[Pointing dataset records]

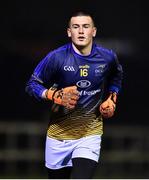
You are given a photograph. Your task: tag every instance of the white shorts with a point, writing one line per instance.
(59, 153)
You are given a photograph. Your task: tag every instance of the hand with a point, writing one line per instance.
(67, 97)
(107, 108)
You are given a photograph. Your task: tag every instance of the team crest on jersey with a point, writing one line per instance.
(100, 69)
(69, 68)
(83, 83)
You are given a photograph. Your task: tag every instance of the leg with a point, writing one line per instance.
(63, 173)
(83, 168)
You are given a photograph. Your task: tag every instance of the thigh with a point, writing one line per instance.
(63, 173)
(83, 168)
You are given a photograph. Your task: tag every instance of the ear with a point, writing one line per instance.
(68, 32)
(94, 31)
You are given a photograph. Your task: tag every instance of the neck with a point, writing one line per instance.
(82, 50)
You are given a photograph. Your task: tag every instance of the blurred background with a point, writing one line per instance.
(28, 31)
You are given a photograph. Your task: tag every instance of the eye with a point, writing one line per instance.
(86, 26)
(75, 26)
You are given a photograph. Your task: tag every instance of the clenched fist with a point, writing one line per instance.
(107, 108)
(67, 97)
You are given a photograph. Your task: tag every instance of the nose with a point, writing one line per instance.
(81, 30)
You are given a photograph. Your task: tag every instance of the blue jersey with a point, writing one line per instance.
(94, 75)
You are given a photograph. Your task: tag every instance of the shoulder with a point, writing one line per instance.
(59, 51)
(104, 50)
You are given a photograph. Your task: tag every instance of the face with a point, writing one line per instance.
(81, 31)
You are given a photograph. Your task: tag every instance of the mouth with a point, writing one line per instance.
(81, 38)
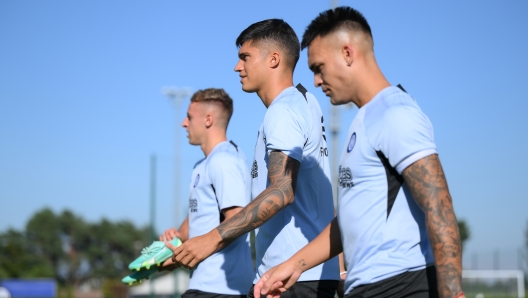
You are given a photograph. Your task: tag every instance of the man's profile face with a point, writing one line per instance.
(194, 123)
(327, 65)
(251, 67)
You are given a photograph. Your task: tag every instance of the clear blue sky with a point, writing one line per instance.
(81, 109)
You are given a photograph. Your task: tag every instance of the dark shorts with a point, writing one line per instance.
(308, 289)
(200, 294)
(415, 284)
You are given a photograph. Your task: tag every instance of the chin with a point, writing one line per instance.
(248, 89)
(338, 101)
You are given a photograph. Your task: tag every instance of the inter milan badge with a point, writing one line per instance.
(196, 181)
(352, 142)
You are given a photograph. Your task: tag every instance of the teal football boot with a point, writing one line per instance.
(155, 254)
(137, 277)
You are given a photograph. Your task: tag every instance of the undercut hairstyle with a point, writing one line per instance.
(332, 20)
(273, 31)
(216, 97)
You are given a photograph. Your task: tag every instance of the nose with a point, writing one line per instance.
(317, 80)
(238, 66)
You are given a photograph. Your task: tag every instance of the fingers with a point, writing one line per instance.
(169, 235)
(258, 286)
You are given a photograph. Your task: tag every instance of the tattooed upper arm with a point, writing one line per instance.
(282, 174)
(427, 183)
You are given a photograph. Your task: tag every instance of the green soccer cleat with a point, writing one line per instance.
(137, 277)
(155, 254)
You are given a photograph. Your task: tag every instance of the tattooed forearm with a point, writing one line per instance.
(282, 175)
(426, 181)
(302, 263)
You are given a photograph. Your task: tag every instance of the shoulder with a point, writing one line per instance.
(394, 109)
(225, 158)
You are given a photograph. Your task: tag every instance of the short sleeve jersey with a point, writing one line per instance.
(293, 125)
(382, 228)
(220, 181)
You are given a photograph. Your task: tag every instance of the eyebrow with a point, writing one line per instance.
(314, 66)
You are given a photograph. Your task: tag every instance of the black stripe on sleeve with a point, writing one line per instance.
(394, 181)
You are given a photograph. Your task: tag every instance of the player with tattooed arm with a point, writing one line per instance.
(395, 221)
(291, 189)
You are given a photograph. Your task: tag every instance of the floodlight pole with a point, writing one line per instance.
(334, 131)
(176, 95)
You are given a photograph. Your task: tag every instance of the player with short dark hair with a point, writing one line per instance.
(395, 222)
(291, 188)
(219, 188)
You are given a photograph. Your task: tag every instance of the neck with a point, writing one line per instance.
(276, 84)
(214, 137)
(370, 82)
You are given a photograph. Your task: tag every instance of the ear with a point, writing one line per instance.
(274, 59)
(209, 119)
(348, 54)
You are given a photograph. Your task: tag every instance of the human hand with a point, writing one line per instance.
(195, 250)
(277, 280)
(341, 286)
(170, 234)
(169, 265)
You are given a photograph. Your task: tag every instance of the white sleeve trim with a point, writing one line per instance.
(413, 158)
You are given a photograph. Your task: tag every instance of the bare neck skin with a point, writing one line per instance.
(274, 86)
(213, 138)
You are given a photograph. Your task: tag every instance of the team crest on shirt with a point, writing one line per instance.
(254, 170)
(193, 205)
(352, 142)
(197, 180)
(345, 177)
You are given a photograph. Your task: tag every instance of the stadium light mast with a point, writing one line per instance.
(334, 131)
(176, 95)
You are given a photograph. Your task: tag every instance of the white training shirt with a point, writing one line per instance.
(294, 125)
(382, 228)
(220, 181)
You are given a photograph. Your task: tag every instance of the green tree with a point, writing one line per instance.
(16, 261)
(464, 231)
(43, 239)
(69, 249)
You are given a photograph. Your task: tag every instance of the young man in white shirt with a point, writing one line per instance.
(395, 222)
(219, 188)
(291, 188)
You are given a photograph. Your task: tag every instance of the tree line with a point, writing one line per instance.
(71, 250)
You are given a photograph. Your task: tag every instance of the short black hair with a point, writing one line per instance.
(274, 30)
(332, 20)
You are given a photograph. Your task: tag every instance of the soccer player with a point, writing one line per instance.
(220, 187)
(395, 222)
(291, 189)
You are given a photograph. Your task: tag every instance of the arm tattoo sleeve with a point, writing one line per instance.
(282, 175)
(426, 181)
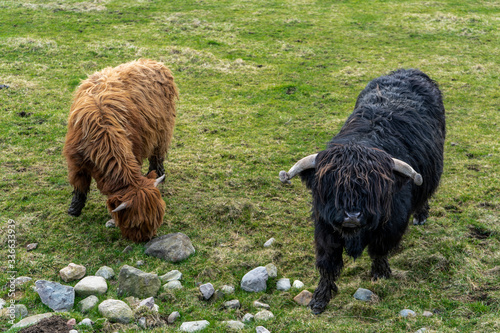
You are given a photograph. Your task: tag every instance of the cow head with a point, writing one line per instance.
(352, 186)
(138, 211)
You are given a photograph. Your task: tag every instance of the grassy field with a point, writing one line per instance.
(262, 84)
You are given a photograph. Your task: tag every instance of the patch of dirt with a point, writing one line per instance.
(54, 324)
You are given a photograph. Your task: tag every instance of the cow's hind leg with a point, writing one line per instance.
(420, 215)
(329, 249)
(156, 163)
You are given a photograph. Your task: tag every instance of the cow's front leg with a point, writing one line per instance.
(329, 247)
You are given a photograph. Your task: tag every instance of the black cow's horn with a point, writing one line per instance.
(307, 162)
(122, 206)
(407, 170)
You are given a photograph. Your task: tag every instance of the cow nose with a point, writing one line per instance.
(352, 219)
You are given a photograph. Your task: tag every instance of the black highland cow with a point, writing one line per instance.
(381, 167)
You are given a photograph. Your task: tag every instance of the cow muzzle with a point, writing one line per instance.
(352, 220)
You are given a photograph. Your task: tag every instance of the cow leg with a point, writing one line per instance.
(329, 247)
(156, 164)
(81, 184)
(420, 215)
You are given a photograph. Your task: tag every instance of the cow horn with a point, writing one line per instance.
(122, 206)
(159, 180)
(307, 162)
(407, 170)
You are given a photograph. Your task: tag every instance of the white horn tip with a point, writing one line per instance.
(285, 177)
(418, 179)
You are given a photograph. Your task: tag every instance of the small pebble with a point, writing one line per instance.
(248, 317)
(110, 224)
(173, 317)
(31, 246)
(407, 313)
(261, 329)
(297, 284)
(173, 285)
(264, 315)
(427, 314)
(234, 304)
(269, 242)
(258, 304)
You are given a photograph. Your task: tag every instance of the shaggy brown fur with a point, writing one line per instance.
(119, 117)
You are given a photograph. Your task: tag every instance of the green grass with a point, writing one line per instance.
(262, 84)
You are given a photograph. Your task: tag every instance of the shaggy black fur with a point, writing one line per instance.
(401, 116)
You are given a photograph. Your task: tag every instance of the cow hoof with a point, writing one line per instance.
(317, 307)
(419, 222)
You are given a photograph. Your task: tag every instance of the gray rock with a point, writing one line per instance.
(234, 304)
(255, 280)
(72, 272)
(264, 315)
(407, 313)
(86, 304)
(106, 272)
(427, 314)
(172, 318)
(303, 298)
(55, 295)
(283, 284)
(269, 242)
(234, 324)
(172, 247)
(227, 290)
(193, 326)
(272, 270)
(134, 282)
(21, 280)
(86, 322)
(91, 285)
(248, 317)
(258, 304)
(110, 224)
(32, 320)
(20, 310)
(363, 295)
(173, 285)
(207, 290)
(116, 311)
(171, 276)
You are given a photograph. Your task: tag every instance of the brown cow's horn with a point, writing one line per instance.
(122, 206)
(407, 170)
(159, 180)
(307, 162)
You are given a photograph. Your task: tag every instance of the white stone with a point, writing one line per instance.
(234, 324)
(72, 272)
(91, 285)
(269, 242)
(248, 317)
(263, 315)
(171, 276)
(173, 285)
(116, 311)
(193, 326)
(283, 284)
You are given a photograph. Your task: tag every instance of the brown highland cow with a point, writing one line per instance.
(119, 117)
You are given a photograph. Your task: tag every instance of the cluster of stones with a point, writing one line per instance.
(142, 287)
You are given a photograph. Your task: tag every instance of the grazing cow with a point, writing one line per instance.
(119, 117)
(381, 167)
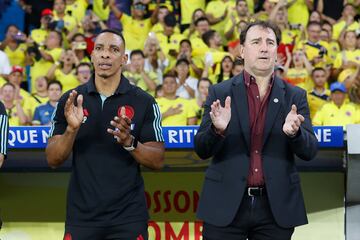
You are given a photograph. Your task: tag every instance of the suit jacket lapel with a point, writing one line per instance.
(276, 100)
(239, 98)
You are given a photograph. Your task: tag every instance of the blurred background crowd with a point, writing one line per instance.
(177, 49)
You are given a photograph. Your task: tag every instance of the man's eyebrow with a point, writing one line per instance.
(255, 39)
(114, 46)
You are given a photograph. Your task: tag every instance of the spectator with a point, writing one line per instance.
(76, 9)
(175, 111)
(79, 46)
(202, 25)
(187, 8)
(346, 22)
(169, 39)
(238, 67)
(158, 91)
(43, 113)
(4, 126)
(316, 50)
(41, 58)
(241, 14)
(155, 60)
(158, 27)
(319, 95)
(214, 55)
(37, 98)
(298, 11)
(5, 67)
(14, 46)
(297, 69)
(33, 10)
(187, 85)
(227, 65)
(326, 36)
(13, 106)
(338, 112)
(135, 27)
(83, 72)
(196, 63)
(218, 12)
(196, 14)
(203, 92)
(63, 70)
(16, 78)
(349, 57)
(63, 20)
(265, 11)
(39, 34)
(137, 75)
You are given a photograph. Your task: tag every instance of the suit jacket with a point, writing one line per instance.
(226, 178)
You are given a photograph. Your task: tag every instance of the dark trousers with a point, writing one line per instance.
(253, 221)
(130, 231)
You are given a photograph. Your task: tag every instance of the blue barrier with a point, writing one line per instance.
(175, 137)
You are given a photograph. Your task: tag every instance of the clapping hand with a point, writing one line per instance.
(74, 114)
(292, 122)
(220, 116)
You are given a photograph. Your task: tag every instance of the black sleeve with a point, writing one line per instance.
(305, 144)
(58, 120)
(151, 130)
(207, 143)
(4, 126)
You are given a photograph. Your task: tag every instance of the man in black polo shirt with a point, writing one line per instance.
(111, 127)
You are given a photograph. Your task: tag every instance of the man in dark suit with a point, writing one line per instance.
(253, 125)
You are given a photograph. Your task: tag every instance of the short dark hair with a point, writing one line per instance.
(313, 23)
(81, 65)
(204, 80)
(262, 24)
(185, 40)
(238, 61)
(170, 20)
(207, 36)
(114, 31)
(76, 35)
(200, 19)
(137, 52)
(237, 1)
(8, 84)
(182, 60)
(317, 69)
(54, 82)
(167, 75)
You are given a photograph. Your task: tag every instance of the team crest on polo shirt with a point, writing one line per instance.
(129, 112)
(140, 237)
(68, 236)
(86, 115)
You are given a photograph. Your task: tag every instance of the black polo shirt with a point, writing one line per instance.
(106, 187)
(4, 129)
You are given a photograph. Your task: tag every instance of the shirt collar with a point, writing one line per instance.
(123, 87)
(249, 79)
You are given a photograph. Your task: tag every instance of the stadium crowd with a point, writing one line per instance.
(177, 49)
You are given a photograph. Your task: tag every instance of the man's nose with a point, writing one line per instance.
(105, 54)
(264, 47)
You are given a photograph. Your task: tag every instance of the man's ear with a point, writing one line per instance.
(241, 51)
(124, 59)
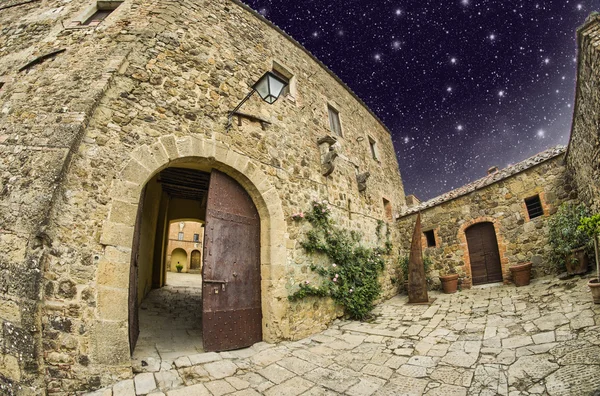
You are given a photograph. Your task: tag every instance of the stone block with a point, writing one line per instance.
(109, 343)
(194, 390)
(112, 274)
(117, 235)
(124, 388)
(113, 303)
(123, 212)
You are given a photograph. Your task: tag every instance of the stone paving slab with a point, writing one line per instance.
(543, 339)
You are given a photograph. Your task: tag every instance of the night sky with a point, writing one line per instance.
(462, 84)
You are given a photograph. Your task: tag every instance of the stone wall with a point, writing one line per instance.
(520, 239)
(584, 146)
(188, 244)
(84, 130)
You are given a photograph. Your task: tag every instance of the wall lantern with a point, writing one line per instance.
(269, 87)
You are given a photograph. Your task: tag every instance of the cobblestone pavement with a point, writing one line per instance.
(170, 323)
(535, 340)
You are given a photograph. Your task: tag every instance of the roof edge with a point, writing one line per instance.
(321, 64)
(411, 211)
(594, 17)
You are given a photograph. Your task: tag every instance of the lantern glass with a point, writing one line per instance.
(269, 87)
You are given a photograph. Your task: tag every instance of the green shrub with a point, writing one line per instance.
(564, 233)
(352, 278)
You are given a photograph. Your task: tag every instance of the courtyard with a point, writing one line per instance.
(498, 340)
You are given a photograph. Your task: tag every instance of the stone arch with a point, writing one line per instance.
(202, 154)
(179, 256)
(462, 238)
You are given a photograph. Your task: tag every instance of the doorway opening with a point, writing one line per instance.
(484, 254)
(195, 269)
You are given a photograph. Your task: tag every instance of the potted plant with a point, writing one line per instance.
(521, 273)
(591, 226)
(449, 279)
(570, 246)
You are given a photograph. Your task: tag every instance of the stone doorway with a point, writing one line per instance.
(169, 306)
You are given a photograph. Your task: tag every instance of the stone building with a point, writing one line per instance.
(583, 152)
(108, 111)
(484, 227)
(184, 246)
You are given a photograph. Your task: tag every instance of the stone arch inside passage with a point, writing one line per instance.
(154, 212)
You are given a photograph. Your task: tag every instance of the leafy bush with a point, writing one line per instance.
(352, 278)
(564, 233)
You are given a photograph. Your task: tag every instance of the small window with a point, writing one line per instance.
(373, 145)
(334, 121)
(534, 207)
(102, 10)
(286, 90)
(387, 207)
(430, 236)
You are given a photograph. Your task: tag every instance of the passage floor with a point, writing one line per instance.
(535, 340)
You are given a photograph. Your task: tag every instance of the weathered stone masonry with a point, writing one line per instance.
(84, 130)
(498, 199)
(583, 156)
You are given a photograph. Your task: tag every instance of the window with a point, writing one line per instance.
(286, 90)
(95, 14)
(387, 207)
(534, 207)
(430, 236)
(334, 121)
(283, 73)
(373, 145)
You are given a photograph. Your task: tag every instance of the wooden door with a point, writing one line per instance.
(134, 322)
(195, 265)
(231, 305)
(484, 254)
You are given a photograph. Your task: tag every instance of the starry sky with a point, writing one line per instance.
(463, 85)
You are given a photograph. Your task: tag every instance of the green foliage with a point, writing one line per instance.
(565, 233)
(352, 278)
(590, 225)
(403, 264)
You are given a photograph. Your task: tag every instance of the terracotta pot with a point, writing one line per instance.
(594, 285)
(449, 283)
(577, 262)
(521, 274)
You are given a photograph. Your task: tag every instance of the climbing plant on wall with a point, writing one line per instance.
(352, 277)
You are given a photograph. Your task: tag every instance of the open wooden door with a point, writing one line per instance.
(231, 304)
(134, 321)
(484, 254)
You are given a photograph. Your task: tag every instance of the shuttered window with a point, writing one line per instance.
(534, 207)
(334, 121)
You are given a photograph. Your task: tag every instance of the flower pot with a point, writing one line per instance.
(594, 285)
(449, 283)
(577, 261)
(521, 274)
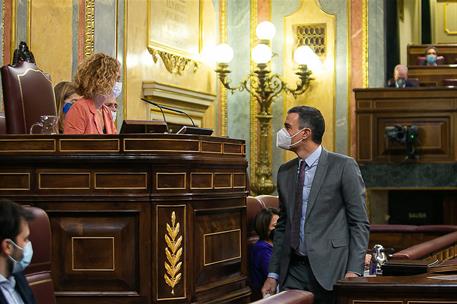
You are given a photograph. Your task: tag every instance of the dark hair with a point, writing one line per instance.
(11, 215)
(310, 118)
(430, 47)
(262, 222)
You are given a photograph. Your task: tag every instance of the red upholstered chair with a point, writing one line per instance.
(38, 273)
(289, 297)
(28, 94)
(2, 123)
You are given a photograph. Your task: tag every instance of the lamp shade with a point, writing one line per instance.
(265, 30)
(261, 53)
(223, 53)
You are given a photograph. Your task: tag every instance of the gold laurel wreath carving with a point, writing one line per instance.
(173, 253)
(174, 64)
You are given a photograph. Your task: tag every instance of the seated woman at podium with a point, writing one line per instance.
(260, 252)
(400, 79)
(97, 82)
(431, 57)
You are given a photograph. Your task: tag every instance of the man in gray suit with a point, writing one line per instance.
(322, 232)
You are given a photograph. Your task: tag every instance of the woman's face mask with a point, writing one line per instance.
(284, 140)
(27, 254)
(117, 89)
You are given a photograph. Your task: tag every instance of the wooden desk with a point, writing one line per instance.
(397, 290)
(127, 211)
(432, 110)
(432, 75)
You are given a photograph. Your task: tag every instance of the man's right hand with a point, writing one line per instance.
(269, 287)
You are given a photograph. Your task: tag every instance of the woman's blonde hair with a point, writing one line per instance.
(97, 75)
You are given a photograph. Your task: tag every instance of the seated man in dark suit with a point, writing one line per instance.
(400, 79)
(15, 253)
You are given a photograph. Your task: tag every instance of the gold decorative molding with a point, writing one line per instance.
(73, 266)
(222, 90)
(365, 43)
(173, 252)
(237, 256)
(445, 20)
(89, 28)
(313, 35)
(253, 136)
(175, 64)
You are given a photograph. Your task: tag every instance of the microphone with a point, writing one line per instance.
(161, 107)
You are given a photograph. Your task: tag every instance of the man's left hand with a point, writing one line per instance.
(351, 274)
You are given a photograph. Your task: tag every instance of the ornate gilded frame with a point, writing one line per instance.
(175, 58)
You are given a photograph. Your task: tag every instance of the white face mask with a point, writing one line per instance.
(27, 254)
(117, 89)
(284, 140)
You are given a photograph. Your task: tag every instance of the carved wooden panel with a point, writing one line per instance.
(27, 145)
(364, 133)
(211, 147)
(89, 145)
(239, 180)
(432, 111)
(63, 180)
(109, 213)
(222, 180)
(121, 180)
(201, 180)
(227, 242)
(14, 181)
(433, 138)
(233, 149)
(137, 145)
(217, 236)
(170, 181)
(90, 247)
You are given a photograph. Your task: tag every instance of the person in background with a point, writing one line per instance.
(112, 105)
(431, 57)
(65, 93)
(15, 253)
(96, 82)
(260, 252)
(400, 79)
(322, 231)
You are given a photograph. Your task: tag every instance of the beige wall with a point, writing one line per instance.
(140, 67)
(444, 21)
(51, 37)
(409, 25)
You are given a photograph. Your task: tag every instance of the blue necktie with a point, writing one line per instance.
(296, 218)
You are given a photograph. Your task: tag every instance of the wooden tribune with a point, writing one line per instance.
(432, 110)
(136, 218)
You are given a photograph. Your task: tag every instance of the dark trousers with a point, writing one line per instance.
(300, 276)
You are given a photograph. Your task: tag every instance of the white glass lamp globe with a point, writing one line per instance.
(265, 30)
(261, 53)
(223, 53)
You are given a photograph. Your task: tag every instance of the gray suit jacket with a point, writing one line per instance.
(336, 223)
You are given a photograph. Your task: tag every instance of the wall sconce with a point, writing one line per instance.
(264, 86)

**WHAT THE TASK REQUIRES**
Give the lines exactly as they stand, from the line with "of the person" through the end of the material.

**RESPONSE BELOW**
You are given a photograph. Your task: tag every instance of the person in background with a point, writing one line per instance.
(112, 105)
(431, 57)
(65, 93)
(15, 253)
(96, 82)
(260, 252)
(400, 79)
(322, 231)
You are given a photograph. Your task: tag every instance of the beige wall with a point, writing one line per instance.
(140, 67)
(444, 21)
(51, 37)
(409, 25)
You are given a photograph. Your task: tag every instance of the blue necktie with a point, writing one line per instance.
(296, 218)
You are given a photograph. Your task: tag every instance of the wooden tribune with a point, writing one line per instance.
(432, 110)
(136, 218)
You are given a photograph. Your task: tag every instance of the dark trousers with a point, writing one line per instance.
(300, 276)
You are given a photograph. Your task: tag every instance of the white glass lamp globe with a point, writing one line per instance.
(265, 30)
(261, 53)
(223, 53)
You are given a photograph. Your task: tag every instance of the gray suit jacket with a point, writing one line per instance.
(336, 223)
You are given a photograph. Your task: tag every instance of the wall sconce with a point, writing one line per instance.
(264, 86)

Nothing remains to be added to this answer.